Records from a data collection
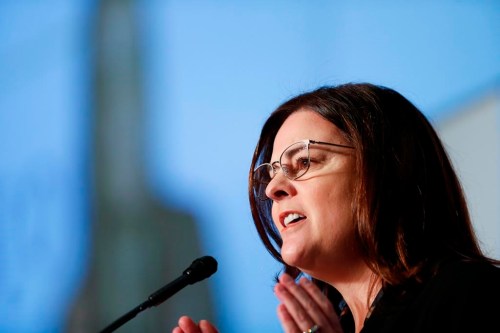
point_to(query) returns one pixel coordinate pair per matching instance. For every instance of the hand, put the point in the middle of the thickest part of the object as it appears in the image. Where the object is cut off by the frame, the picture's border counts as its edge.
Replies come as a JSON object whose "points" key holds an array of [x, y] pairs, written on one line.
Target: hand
{"points": [[187, 325], [303, 305]]}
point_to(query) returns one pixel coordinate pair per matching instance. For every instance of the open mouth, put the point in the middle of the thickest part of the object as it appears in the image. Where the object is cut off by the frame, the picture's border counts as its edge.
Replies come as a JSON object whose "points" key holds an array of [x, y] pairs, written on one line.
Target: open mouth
{"points": [[292, 218]]}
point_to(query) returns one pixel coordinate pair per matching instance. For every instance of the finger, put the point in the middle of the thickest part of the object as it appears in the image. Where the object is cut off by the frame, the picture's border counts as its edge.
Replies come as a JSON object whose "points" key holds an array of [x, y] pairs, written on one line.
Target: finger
{"points": [[207, 327], [307, 312], [288, 294], [187, 325], [287, 321], [321, 300]]}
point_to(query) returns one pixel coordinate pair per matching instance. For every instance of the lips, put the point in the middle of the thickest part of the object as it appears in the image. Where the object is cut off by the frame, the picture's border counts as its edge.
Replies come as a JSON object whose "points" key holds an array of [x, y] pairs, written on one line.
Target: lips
{"points": [[290, 218]]}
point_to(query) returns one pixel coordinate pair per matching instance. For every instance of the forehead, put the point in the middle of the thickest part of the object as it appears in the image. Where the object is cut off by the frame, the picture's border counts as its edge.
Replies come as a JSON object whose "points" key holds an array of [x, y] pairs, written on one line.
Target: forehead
{"points": [[305, 124]]}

• [Problem]:
Print from the line containing "Target: open mouth" to the last line above, exactly as written.

• [Written response]:
Target: open mouth
{"points": [[292, 218]]}
point_to(query) returns one pixel coordinate pair per matching instance. For every instance of the finger, put the point in the middle of the thickest part of the object as it appears in the image. Where the object is cut off by the frame, the picture's border counts as its edge.
Replies come as a JSON object whose "points" key holds an array of [x, y] pairs, written on one line.
Target: finger
{"points": [[207, 327], [307, 312], [288, 294], [187, 325], [287, 321], [321, 300]]}
point_to(query) returns one pixel coordinate pair per matching instance. For every instance of the lips, put the point in the middle of the thickest part of the object as it appears in the image. Where the object is cut off by the frame, the picture's border counts as its edge.
Replies come as a JSON object whose "points" key holds an array of [x, y] pairs, written on one line.
Target: lips
{"points": [[290, 218]]}
point_to(query) returns one pixel coordinate pair per matching instance. For every instance of the forehead, put the point in the middle of the thickest part of the object as it appears in the image. Where the object is cut off by the frame, the picture's border counts as its edge.
Replies come as a JSON object whose "points" key holds an array of [x, y] pairs, written on one line.
Target: forehead
{"points": [[305, 124]]}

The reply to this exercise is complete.